··· MATERIAL PROVIDED
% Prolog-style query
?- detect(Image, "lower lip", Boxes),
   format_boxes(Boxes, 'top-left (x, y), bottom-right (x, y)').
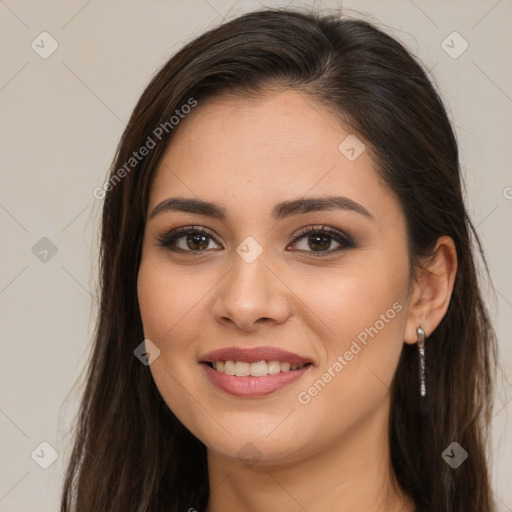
top-left (201, 363), bottom-right (312, 398)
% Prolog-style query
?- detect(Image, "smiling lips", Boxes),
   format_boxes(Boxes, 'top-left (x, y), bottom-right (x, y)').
top-left (200, 346), bottom-right (313, 398)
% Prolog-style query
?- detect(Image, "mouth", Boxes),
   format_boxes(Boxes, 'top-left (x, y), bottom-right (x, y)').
top-left (203, 360), bottom-right (313, 378)
top-left (199, 345), bottom-right (315, 398)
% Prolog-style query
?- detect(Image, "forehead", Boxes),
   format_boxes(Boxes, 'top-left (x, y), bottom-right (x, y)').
top-left (149, 91), bottom-right (398, 224)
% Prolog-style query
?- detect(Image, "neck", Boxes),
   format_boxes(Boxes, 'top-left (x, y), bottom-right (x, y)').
top-left (202, 398), bottom-right (414, 512)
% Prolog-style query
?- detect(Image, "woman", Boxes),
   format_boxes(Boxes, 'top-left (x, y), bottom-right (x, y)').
top-left (61, 5), bottom-right (495, 512)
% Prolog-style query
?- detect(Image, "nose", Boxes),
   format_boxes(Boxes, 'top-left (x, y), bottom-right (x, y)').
top-left (213, 255), bottom-right (291, 332)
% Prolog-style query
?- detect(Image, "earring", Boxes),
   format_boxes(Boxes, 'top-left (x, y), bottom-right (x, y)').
top-left (416, 327), bottom-right (427, 396)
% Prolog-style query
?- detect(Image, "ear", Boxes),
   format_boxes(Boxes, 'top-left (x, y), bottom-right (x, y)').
top-left (404, 236), bottom-right (457, 344)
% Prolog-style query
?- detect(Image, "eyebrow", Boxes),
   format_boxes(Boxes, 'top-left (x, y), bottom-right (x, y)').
top-left (149, 196), bottom-right (375, 221)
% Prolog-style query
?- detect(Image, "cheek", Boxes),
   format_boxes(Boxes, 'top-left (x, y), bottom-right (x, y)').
top-left (137, 258), bottom-right (206, 343)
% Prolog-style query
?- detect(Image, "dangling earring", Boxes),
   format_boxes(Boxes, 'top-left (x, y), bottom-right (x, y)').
top-left (416, 327), bottom-right (427, 397)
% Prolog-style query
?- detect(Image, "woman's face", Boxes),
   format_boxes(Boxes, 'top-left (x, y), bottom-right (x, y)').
top-left (138, 91), bottom-right (413, 464)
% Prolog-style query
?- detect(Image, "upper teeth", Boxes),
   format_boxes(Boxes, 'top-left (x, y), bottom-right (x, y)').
top-left (213, 361), bottom-right (304, 377)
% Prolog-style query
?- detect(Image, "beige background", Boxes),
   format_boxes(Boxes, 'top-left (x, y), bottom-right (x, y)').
top-left (0, 0), bottom-right (512, 512)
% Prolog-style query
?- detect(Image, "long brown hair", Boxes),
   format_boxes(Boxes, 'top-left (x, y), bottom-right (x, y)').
top-left (61, 9), bottom-right (496, 512)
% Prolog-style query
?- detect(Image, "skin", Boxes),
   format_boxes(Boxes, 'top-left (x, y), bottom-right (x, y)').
top-left (138, 90), bottom-right (456, 512)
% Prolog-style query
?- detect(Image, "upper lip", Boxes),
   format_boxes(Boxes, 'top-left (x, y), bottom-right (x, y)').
top-left (199, 346), bottom-right (313, 365)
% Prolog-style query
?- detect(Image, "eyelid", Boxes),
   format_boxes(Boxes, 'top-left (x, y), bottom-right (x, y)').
top-left (156, 224), bottom-right (356, 257)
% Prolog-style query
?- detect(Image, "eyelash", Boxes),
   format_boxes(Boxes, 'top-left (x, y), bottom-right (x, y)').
top-left (157, 226), bottom-right (356, 257)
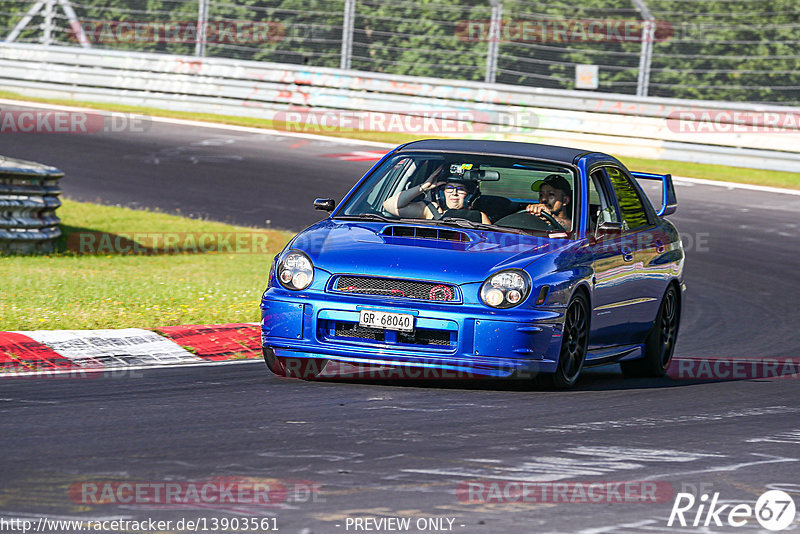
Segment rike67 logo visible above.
[667,490,796,531]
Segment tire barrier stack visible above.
[0,156,64,254]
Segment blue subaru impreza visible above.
[261,140,685,387]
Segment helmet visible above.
[436,174,481,210]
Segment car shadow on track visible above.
[296,365,719,393]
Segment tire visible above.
[550,293,589,389]
[620,284,680,378]
[263,348,328,380]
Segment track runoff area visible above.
[0,104,800,533]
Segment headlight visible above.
[277,250,314,291]
[481,271,531,308]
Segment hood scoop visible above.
[381,226,471,243]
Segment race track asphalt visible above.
[0,110,800,534]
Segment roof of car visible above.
[398,139,592,163]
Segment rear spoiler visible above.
[631,171,678,217]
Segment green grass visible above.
[0,87,800,189]
[0,200,292,331]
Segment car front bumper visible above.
[261,288,563,377]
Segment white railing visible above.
[0,44,800,172]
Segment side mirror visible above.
[314,198,336,211]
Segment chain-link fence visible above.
[0,0,800,104]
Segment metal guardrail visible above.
[0,44,800,172]
[0,156,64,254]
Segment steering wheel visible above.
[494,209,569,233]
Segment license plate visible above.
[358,310,414,332]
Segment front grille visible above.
[333,321,455,347]
[334,276,457,302]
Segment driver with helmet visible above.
[525,174,572,232]
[383,164,491,224]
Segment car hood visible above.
[290,219,572,284]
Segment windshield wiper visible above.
[334,213,397,222]
[434,217,527,235]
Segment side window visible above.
[605,167,649,229]
[589,171,622,232]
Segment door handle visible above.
[622,247,633,261]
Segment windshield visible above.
[337,153,576,237]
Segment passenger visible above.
[525,174,572,232]
[383,164,491,224]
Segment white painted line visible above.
[18,328,202,368]
[0,358,260,378]
[0,98,399,148]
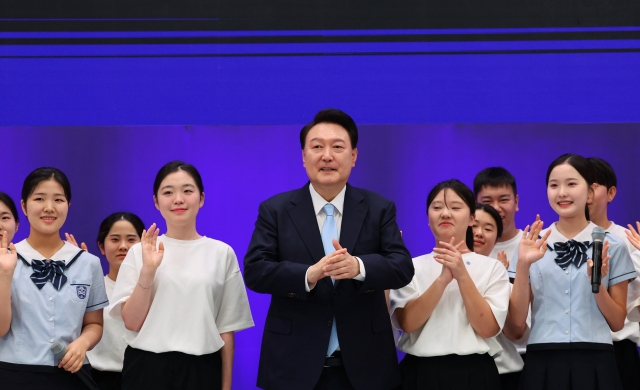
······
- [TASK OBJECTIVE]
Count the lines in the listing that contain the string "track". Reply with the number only.

- [OUTPUT BELOW]
3